* [Source material]
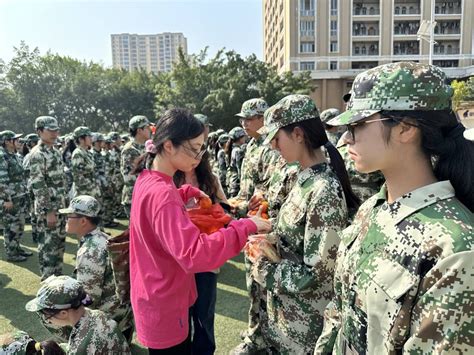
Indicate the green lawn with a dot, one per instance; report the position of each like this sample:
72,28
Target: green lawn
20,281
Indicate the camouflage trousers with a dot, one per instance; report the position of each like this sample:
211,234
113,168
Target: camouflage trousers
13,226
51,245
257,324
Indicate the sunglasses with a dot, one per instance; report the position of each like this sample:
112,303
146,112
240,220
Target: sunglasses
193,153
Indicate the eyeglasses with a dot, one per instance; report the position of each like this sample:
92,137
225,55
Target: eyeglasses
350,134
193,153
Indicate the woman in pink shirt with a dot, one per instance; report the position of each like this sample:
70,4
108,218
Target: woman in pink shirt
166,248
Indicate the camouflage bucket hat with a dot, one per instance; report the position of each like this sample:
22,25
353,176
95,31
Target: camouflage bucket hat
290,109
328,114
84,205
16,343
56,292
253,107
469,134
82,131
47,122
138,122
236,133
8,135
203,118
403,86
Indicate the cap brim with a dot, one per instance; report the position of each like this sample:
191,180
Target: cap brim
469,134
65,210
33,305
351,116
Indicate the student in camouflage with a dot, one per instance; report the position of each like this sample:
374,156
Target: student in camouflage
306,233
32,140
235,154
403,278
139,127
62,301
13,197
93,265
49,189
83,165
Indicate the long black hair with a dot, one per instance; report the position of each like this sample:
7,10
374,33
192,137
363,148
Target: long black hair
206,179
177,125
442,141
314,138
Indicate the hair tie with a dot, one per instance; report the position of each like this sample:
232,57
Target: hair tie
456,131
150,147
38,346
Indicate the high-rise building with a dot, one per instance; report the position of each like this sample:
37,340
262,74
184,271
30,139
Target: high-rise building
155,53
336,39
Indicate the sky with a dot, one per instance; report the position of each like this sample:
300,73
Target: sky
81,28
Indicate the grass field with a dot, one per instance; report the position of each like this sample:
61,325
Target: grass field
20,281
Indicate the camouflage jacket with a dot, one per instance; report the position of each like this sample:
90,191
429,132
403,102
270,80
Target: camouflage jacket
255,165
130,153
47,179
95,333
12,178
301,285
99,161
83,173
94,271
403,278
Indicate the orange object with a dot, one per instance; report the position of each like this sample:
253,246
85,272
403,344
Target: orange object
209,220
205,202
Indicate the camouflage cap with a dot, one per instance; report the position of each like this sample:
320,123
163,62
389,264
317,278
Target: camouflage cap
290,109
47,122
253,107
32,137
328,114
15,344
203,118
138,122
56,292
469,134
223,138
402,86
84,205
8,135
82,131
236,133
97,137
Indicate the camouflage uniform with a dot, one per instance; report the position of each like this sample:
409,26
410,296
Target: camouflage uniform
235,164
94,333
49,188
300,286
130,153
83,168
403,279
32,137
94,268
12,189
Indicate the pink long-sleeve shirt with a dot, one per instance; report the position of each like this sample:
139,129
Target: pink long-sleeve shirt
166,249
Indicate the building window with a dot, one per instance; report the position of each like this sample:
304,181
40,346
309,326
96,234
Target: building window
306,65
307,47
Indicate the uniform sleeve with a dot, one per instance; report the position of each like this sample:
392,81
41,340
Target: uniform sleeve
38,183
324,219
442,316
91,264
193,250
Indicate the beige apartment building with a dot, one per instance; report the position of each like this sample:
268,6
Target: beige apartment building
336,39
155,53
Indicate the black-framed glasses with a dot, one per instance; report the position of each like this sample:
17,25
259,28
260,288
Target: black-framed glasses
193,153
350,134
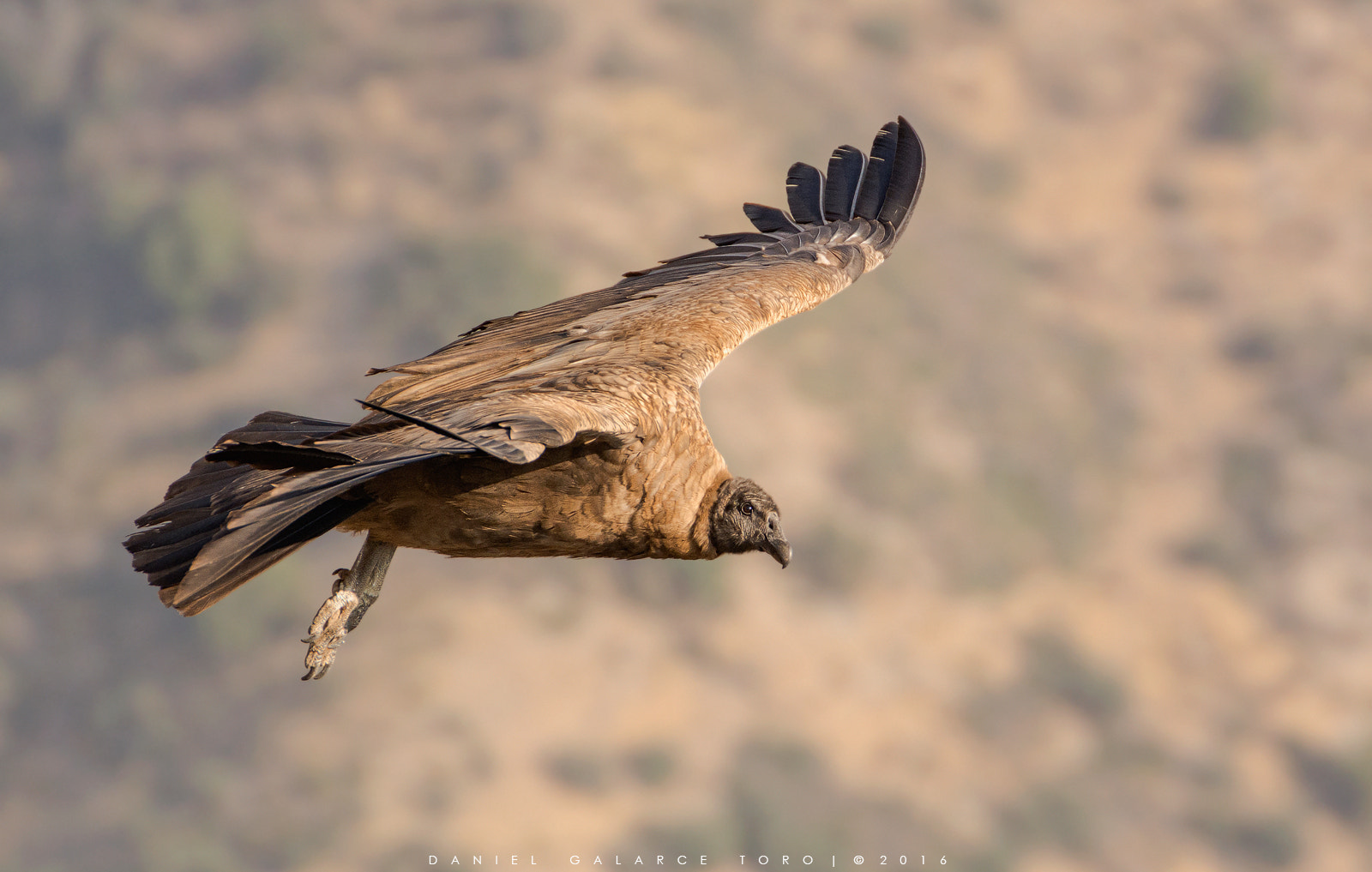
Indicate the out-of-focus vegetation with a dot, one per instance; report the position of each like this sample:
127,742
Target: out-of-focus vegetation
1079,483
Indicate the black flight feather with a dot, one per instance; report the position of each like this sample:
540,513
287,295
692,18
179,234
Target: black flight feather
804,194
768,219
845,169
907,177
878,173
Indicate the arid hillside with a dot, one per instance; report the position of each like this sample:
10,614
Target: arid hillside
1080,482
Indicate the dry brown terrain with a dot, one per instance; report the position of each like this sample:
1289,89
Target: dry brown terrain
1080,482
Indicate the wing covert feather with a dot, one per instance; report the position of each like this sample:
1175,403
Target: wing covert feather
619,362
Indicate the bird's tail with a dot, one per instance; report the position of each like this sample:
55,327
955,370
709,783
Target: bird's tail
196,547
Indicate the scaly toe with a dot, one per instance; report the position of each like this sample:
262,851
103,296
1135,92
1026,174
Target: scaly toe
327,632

==

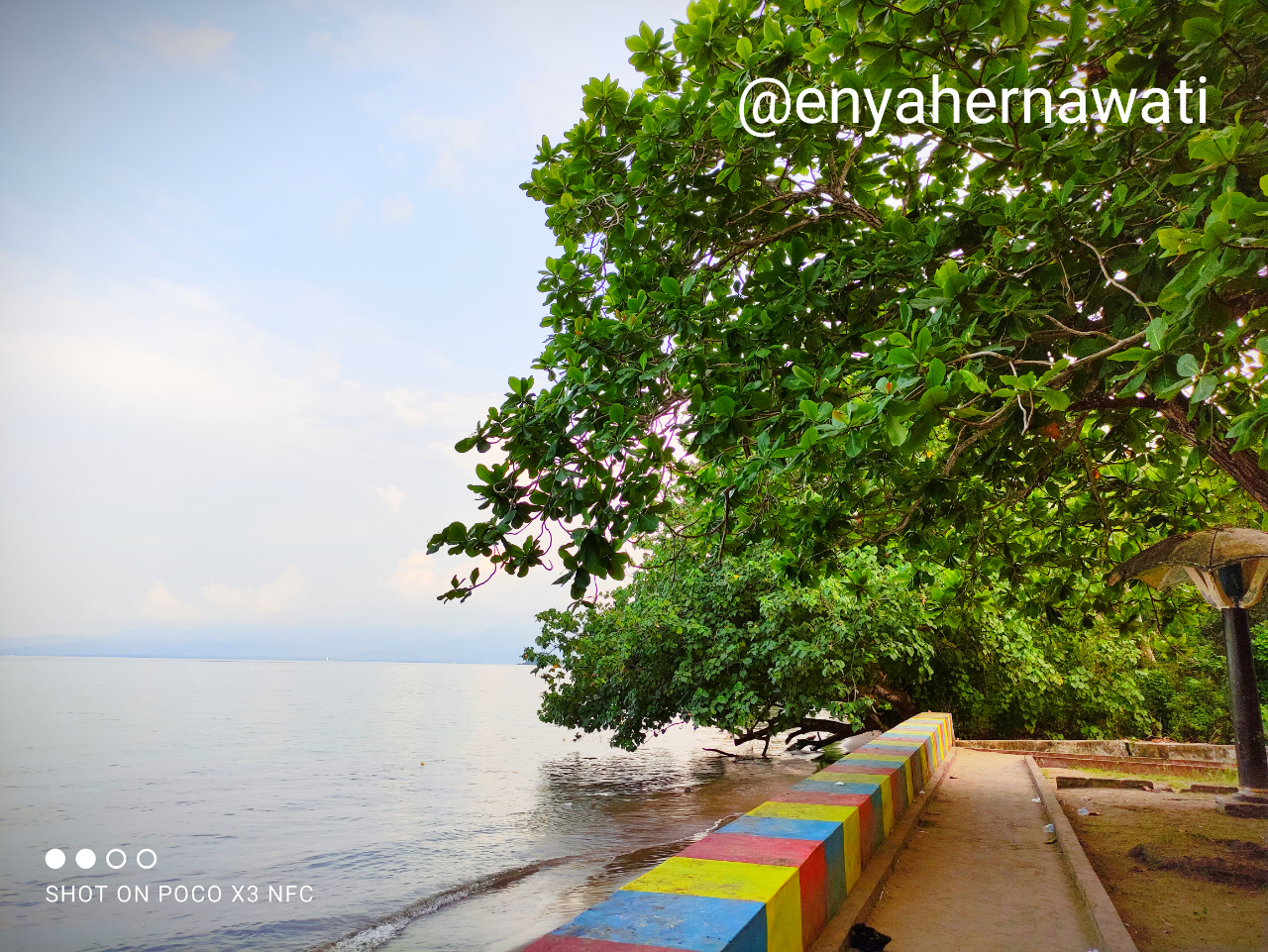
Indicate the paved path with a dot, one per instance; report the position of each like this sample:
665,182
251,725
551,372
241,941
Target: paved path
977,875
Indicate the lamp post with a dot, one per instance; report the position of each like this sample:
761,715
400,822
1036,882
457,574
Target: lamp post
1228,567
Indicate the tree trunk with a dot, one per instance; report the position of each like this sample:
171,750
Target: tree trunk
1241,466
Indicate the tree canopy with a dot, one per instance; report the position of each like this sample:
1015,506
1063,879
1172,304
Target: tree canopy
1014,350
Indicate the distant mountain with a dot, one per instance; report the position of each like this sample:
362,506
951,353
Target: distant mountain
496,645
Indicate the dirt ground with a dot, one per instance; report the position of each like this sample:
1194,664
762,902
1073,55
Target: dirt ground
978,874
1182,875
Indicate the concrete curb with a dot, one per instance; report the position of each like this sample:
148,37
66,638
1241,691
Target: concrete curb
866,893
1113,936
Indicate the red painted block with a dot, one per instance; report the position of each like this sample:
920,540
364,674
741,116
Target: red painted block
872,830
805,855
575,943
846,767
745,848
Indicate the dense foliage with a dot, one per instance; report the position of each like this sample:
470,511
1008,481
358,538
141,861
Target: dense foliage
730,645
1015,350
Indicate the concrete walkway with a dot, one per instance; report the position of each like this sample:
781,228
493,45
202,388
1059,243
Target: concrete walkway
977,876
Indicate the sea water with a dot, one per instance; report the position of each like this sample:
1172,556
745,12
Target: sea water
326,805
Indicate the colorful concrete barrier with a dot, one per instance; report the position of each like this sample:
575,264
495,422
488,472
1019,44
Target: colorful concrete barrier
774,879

* [Directions for this task] Copy back the listing above exactly, but only from the line with "Indicate the green" through the line with "Indicate the sunglasses", both ends included.

* [Task output]
Indicate the green lawn with a dot, one per instance; report the position of each like this sample:
72,28
Target: green lawn
20,281
Indicate the camouflage trousers with a dot, one per instance; report the position of each like this sample:
211,234
113,168
Target: camouflage trousers
13,226
51,245
257,324
Indicate the sunglasses with a dot, one per instance; report the position of each like this sample:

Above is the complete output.